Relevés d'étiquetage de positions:
□ □ □
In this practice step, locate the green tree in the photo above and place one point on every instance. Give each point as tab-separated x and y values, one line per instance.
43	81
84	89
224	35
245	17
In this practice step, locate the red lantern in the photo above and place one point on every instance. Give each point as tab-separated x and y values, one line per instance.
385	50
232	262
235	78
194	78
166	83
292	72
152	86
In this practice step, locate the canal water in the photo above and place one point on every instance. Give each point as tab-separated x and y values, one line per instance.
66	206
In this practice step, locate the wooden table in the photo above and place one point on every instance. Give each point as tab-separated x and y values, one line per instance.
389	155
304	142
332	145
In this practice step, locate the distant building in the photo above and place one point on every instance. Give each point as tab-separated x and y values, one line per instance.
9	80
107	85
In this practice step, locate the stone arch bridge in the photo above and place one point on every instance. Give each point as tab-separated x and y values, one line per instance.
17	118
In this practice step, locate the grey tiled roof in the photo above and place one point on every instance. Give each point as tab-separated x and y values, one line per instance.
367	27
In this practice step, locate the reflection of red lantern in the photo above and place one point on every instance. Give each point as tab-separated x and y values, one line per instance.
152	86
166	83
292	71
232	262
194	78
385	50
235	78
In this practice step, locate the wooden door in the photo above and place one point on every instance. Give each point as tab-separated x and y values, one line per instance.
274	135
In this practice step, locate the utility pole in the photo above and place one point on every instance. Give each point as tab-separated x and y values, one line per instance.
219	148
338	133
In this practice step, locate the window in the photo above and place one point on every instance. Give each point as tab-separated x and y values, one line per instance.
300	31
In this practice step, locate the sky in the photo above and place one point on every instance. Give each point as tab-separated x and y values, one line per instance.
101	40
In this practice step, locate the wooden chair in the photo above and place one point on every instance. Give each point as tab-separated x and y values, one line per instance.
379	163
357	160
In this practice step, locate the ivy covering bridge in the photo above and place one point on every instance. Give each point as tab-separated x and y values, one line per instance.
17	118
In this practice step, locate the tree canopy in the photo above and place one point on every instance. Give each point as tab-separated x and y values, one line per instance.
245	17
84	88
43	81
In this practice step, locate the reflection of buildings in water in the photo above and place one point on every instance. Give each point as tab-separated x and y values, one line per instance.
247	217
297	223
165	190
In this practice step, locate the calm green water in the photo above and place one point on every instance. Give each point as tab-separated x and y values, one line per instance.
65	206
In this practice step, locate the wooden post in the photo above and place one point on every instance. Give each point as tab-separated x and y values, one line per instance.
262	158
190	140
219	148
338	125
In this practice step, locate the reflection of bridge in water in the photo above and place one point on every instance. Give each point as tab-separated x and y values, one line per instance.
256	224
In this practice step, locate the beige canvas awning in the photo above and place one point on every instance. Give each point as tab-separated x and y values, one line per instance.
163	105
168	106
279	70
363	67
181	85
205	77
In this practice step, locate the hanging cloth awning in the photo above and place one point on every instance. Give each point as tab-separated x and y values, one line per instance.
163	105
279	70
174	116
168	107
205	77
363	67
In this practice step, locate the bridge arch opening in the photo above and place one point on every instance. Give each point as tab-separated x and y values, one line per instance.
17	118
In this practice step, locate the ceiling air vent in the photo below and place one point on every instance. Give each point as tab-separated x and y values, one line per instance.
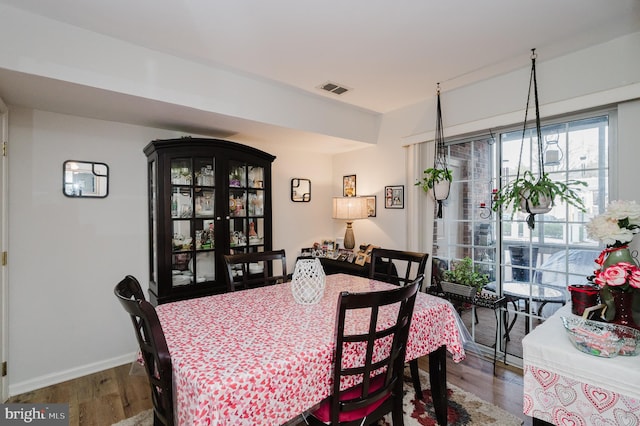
□ □ □
Mettez dans un tableau Markdown à deux colonnes, « N° » et « Ligne », les lignes allant de celle qui contient « In this practice step, locate the reflection of bridge » jusqu'à la fin, bornes comprises, sans les lignes vides. Laissez les images de côté.

| N° | Ligne |
|---|---|
| 1 | In this practice step, locate the reflection of bridge in water in the photo above and place one point on every instance. Give each point as tab-separated x and y values, one line per instance. |
| 2 | 256	224 |
| 3 | In this practice step, locate the beige canvas awning in the photo above and place one point on every instance. Give each point as tab-separated x and y values, one line per instance. |
| 4 | 163	105 |
| 5 | 168	106 |
| 6 | 279	70 |
| 7 | 363	67 |
| 8 | 181	85 |
| 9 | 205	77 |
| 10 | In this practice step, locate the hanging cloth awning in the photo above and place one point on every instance. Give each point as tab-separated x and y values, one line per instance. |
| 11 | 163	105 |
| 12 | 279	70 |
| 13 | 174	116 |
| 14 | 168	107 |
| 15 | 205	77 |
| 16 | 363	67 |
| 17 | In this practice step, locate the bridge arch opening in the photo above and place one point on every instance. Give each point as tab-separated x and y values, one line per instance. |
| 18 | 17	118 |
| 19 | In this practice step, locate the ceiling air vent in the photo below and place one point on every instance. Give each point as tab-separated x and y values, one line per instance. |